**** SELECTED EXTRACT ****

This year we had our second annual tutorial conference, RWDevCon 2016, and it was a huge hit.

Attendees called the conference “a great mix of conference and training”, “well organized and executed”, and my personal favorite – “better than WWDC.” :]

Our team of speakers put so much time, effort, and care into each of our tutorials, and it seemed a shame that they would never be seen again. Plus, we heard from so many attendees that they had trouble deciding which tutorial to attend, since they often wanted to attend two at once – or all three.

So this year, for the first time ever, we are providing a way for you to enjoy the RWDevCon experience virtually – through the RWDevCon 2016 Vault!

Keep reading to find out what the RWDevCon 2016 Vault is, how to get the launch discount, and how to enter for a chance to win a free copy!

What is the RWDevCon 2016 Vault?

The RWDevCon 2016 vault consists of three things.

1) Over 24 hours of hands-on video tutorials from beginning to advanced:

vault_01

2) Over 700 MB of sample projects – including iOS, tvOS, and watchOS projects, fully updated for Xcode 7.3:

vault_02

3) A 570 page conference book chock-full of demo and lab materials!

vault_03

The RWDevCon 2016 Vault includes tutorials on the following topics:

  • UIStackView
  • iOS Design Patterns in Swift
  • Programming in a Swift (rather than Objective-C) Style
  • Custom Controls
  • Advanced LLDB and Console Debugging
  • Introduction to Protocol-Oriented Programming
  • Swift and C Interoperability
  • App Architecture
  • MVVM in Practice
  • Architecting for Multiple Platforms
  • …and much more – 24 hands-on tutorials in total!

The RWDevCon Vault is a great way to level-up your iOS skills, and experience a taste of what RWDevCon is all about: hands-on experience, team coordination, inspiration, and friendship.

**** RECORD EXCERPTS ****

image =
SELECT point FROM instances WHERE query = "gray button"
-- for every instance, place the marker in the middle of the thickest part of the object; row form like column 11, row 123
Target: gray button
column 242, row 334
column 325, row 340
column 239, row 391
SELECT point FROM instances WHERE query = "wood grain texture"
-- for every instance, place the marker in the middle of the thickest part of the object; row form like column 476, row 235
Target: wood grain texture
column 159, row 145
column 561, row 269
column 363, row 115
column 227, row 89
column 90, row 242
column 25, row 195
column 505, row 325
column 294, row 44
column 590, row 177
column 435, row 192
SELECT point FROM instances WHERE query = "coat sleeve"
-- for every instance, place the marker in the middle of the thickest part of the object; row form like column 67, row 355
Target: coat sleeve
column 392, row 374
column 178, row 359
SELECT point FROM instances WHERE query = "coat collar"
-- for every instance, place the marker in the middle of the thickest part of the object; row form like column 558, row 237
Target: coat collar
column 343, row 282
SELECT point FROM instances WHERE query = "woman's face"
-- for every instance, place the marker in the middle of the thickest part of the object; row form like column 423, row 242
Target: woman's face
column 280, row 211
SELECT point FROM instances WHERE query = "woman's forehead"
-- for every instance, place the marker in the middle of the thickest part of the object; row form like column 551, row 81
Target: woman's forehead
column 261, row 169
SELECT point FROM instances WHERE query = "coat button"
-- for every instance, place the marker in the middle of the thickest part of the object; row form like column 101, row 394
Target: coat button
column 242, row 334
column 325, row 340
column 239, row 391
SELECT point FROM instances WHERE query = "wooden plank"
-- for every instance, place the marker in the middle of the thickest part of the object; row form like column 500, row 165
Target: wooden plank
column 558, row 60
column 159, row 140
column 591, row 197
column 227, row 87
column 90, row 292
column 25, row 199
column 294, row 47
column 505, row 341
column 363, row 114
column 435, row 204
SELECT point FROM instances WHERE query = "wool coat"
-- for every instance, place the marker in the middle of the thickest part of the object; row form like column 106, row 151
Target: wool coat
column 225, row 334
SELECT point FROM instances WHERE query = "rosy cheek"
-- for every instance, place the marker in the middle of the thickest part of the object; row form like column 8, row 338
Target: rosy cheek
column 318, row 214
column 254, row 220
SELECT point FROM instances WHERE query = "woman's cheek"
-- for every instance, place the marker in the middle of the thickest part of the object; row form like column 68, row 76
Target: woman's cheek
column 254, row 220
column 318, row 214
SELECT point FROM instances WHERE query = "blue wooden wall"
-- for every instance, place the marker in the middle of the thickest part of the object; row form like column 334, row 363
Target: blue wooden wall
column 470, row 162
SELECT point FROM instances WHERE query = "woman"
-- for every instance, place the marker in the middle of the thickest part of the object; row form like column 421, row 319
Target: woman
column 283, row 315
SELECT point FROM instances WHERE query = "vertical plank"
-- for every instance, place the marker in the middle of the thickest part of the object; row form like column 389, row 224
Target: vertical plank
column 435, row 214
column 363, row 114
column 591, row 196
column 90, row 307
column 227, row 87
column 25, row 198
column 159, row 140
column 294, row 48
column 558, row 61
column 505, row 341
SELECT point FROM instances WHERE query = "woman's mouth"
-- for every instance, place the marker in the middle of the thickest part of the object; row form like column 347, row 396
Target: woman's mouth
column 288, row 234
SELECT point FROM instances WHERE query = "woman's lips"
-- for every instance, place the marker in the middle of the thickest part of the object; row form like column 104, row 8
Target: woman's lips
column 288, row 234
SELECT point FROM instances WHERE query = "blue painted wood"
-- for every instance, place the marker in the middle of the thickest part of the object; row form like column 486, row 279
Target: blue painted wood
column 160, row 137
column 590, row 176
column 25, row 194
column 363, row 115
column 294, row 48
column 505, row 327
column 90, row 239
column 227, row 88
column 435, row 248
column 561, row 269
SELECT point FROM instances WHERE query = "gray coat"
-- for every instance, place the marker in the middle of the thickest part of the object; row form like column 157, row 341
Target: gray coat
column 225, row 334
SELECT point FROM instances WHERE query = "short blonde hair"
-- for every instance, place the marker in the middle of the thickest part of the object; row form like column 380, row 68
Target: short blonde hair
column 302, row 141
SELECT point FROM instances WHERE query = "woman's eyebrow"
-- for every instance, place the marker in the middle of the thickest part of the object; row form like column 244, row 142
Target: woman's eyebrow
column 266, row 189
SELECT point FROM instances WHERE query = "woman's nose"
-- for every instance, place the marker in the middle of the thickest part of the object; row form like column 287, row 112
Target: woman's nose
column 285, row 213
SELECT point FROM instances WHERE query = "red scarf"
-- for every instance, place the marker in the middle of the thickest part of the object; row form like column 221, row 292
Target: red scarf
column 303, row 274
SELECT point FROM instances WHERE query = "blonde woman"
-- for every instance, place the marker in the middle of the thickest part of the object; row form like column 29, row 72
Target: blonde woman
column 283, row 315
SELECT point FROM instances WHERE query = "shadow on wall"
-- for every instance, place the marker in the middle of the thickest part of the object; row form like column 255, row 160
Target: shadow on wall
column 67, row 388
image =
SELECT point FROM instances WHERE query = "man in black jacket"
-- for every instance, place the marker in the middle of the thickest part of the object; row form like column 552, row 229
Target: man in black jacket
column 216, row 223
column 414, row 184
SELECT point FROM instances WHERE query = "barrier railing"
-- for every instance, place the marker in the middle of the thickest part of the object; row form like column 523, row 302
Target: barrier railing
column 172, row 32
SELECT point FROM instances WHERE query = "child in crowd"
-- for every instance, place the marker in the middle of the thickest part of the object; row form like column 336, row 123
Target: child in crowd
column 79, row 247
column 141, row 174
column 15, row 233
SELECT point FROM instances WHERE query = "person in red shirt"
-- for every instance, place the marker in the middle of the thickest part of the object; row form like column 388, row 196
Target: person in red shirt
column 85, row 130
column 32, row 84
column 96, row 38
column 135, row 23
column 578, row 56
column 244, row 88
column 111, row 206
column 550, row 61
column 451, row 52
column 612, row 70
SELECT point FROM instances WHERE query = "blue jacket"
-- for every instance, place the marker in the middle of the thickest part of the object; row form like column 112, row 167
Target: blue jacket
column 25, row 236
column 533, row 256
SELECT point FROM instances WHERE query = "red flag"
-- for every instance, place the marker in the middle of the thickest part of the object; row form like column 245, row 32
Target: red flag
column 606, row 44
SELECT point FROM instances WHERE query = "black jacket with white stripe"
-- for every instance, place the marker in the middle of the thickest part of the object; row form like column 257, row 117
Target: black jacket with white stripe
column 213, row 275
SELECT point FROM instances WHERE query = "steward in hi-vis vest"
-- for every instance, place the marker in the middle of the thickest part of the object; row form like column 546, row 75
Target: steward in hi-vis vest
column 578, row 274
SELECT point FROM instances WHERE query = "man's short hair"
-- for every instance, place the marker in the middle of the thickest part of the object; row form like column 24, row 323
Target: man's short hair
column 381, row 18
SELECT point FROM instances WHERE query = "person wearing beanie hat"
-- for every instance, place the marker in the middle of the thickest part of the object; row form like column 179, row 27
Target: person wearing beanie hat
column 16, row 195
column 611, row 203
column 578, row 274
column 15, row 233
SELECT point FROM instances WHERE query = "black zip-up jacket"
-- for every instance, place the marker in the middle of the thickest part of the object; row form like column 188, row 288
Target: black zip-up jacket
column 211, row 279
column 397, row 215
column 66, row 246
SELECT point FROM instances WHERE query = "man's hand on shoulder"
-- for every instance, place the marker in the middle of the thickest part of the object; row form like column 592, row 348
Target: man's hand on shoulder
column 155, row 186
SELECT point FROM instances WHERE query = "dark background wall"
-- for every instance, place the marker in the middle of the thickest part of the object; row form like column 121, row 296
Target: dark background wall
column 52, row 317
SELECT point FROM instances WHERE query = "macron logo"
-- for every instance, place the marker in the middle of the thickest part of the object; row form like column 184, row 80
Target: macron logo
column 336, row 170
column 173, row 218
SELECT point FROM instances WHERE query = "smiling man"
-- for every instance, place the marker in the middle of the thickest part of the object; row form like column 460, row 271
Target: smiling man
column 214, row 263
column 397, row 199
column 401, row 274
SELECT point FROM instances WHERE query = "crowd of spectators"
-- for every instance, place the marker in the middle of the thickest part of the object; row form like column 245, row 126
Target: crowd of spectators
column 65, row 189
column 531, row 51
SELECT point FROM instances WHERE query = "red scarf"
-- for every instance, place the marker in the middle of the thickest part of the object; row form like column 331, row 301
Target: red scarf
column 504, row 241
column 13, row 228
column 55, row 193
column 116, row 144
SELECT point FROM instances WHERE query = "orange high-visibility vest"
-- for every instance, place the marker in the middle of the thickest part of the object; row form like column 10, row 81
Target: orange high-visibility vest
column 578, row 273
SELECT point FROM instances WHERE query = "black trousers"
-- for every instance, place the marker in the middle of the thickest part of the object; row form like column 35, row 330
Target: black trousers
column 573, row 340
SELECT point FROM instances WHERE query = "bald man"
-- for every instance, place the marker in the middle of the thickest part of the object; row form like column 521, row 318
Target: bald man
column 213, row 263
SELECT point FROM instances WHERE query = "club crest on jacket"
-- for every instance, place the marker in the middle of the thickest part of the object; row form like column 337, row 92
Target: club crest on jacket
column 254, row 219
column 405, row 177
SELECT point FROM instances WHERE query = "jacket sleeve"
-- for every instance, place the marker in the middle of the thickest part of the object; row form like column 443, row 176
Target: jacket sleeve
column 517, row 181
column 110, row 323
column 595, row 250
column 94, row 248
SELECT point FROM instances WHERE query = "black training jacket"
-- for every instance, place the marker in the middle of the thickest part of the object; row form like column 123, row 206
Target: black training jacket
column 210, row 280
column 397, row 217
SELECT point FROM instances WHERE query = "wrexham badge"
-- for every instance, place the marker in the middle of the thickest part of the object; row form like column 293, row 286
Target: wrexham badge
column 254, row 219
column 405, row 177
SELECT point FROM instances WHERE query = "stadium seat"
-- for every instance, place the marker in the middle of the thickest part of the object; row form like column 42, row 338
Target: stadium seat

****

▶ **WHAT YOU WILL DO**: Carry the announcement of the RWDevCon 2016 Vault further, picking up right after its final sentence. The material above is separate from the announcement of the RWDevCon 2016 Vault.

▶ **RESPONSE TO THE EXERCISE**:
RWDevCon 2016 Vault Week and Giveaway

To celebrate the launch of the RWDevCon 2016 Vault, each day this week we’re going to do something special:

Vault-week-calendar2

  • Today we’ll release the conference’s keynote speech – an inspirational speech about motivation titled “Feed Your Fire”.
  • On Tuesday-Thursday we’ll release 3 tutorials from the conference for free. This will get give you a chance to check them out and see if you like them – we’re confident you will! :]
  • On Friday we’ll round out our week of celebration with a special giveaway. 3 lucky winners will win access to the RWDevCon 2016 Vault (or a book of your choice if you already attended RWDevCon 2016).

To enter into this giveaway, simply leave a comment on this post. We’ll choose winners randomly and announce the results on Friday.

Where To Go From Here?

As mentioned, the RWDevCon Vault is available today.

  • If you attended RWDevCon 2016, you get free access. Check your email for a code for a free copy, or if you didn’t get it, please contact us.
  • If you weren’t at RWDevCon 2016, there’s some good news! To celebrate the launch week, we are offering a massive 50% off discount until this Friday.

If you want the special discount, be sure to order now.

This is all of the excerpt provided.